Diary

Prospect of Tariffs on Vietnamese Imports Jeopardizes American Recovery

Economic hardship has defined much of the past year for countless businesses across the United States. The COVID-19 pandemic, which forced unprecedented shutdowns and posed new, unfamiliar challenges, has placed a considerable burden on businesses both large and small. Unfortunately, though, for many businesses this year’s recession only exacerbated what has been a difficult few years thanks to costly tariffs and ongoing trade wars.

Beginning in 2018, the Trump Administration levied a wide range of new tariffs on goods imported from China, claiming that they would help to level the playing field for American businesses and entrepreneurs. However, the truth is that tariffs are taxes paid by American businesses to the federal government. The end result of the trade war has been higher operating costs for businesses, higher costs of products for consumers, and billions less in the pockets of Americans as key job-creating industries like manufacturing have struggled to keep up with the costs of the tariffs.

REQUIREMENT A:
Answer these questions from the article on tariffs:
(i) In what year did the Trump Administration begin levying new tariffs on goods imported from China?
(ii) Which pandemic forced unprecedented shutdowns?
(iii) Who pays tariffs to the federal government?
REQUIREMENT B:
Copy a passage from the article on tariffs, beginning at the words "Beginning in 2018, the" and stopping after the words "of the tariffs.".
The lines that come after the article on tariffs are not needed for any of the tasks.

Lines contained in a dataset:
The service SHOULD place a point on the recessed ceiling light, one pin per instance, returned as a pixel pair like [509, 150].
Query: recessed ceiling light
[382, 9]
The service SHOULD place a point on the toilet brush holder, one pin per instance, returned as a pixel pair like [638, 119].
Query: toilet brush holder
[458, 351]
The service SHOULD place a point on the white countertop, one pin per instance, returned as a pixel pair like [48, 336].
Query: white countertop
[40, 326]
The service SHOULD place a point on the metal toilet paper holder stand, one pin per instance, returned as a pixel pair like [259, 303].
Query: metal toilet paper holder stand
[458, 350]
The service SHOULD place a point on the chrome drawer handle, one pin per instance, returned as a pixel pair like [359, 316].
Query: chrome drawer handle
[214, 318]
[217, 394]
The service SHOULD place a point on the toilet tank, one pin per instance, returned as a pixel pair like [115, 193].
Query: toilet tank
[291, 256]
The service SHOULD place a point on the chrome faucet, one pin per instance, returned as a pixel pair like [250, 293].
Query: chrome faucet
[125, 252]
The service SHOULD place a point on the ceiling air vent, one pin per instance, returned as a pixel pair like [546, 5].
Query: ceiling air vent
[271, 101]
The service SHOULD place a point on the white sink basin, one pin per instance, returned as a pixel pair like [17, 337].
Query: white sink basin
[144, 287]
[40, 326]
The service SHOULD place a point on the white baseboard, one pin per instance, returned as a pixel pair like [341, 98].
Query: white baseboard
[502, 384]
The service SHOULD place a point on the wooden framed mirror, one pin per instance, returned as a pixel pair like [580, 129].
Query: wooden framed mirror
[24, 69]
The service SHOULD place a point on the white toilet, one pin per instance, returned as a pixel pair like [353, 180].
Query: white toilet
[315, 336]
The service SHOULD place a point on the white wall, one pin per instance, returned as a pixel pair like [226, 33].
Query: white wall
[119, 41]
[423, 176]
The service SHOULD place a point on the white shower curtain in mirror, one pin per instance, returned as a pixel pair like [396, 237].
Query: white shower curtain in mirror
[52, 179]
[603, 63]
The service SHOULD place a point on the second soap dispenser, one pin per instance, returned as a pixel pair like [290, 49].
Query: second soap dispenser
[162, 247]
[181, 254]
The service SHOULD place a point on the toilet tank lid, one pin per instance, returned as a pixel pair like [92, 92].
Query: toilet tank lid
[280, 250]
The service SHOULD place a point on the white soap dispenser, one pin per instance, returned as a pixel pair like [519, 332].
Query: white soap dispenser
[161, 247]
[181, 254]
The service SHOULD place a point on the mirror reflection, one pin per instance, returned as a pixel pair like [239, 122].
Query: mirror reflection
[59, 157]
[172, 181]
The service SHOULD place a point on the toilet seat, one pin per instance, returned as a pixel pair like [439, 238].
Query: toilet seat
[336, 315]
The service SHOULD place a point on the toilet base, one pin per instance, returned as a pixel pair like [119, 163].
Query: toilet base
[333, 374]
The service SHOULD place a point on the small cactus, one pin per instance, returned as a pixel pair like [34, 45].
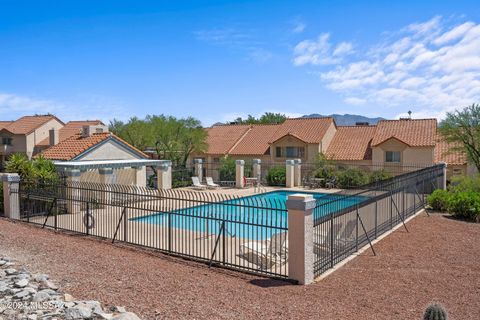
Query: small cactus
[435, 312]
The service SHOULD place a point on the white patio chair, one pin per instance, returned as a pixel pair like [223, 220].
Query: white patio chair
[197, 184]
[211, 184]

--

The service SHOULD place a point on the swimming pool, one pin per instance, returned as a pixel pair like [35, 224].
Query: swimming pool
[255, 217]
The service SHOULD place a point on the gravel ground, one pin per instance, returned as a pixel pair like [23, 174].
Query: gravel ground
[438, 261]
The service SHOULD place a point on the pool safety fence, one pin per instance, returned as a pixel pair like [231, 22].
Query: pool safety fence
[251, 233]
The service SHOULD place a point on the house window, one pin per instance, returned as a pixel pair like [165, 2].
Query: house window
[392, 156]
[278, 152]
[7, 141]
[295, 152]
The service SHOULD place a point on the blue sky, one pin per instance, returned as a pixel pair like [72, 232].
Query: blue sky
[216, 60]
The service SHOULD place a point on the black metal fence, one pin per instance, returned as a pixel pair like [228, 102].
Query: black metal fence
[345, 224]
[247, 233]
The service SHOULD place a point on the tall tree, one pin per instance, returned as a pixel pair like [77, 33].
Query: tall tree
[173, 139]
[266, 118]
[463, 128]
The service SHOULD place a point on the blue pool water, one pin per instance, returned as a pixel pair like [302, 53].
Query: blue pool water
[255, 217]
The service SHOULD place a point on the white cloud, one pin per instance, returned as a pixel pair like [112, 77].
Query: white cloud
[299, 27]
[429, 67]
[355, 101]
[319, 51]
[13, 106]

PROBLEM SOLUTION A:
(i) 2018
(ii) COVID-19
(iii) American businesses

PROBLEM SOLUTION B:
Beginning in 2018, the Trump Administration levied a wide range of new tariffs on goods imported from China, claiming that they would help to level the playing field for American businesses and entrepreneurs. However, the truth is that tariffs are taxes paid by American businesses to the federal government. The end result of the trade war has been higher operating costs for businesses, higher costs of products for consumers, and billions less in the pockets of Americans as key job-creating industries like manufacturing have struggled to keep up with the costs of the tariffs.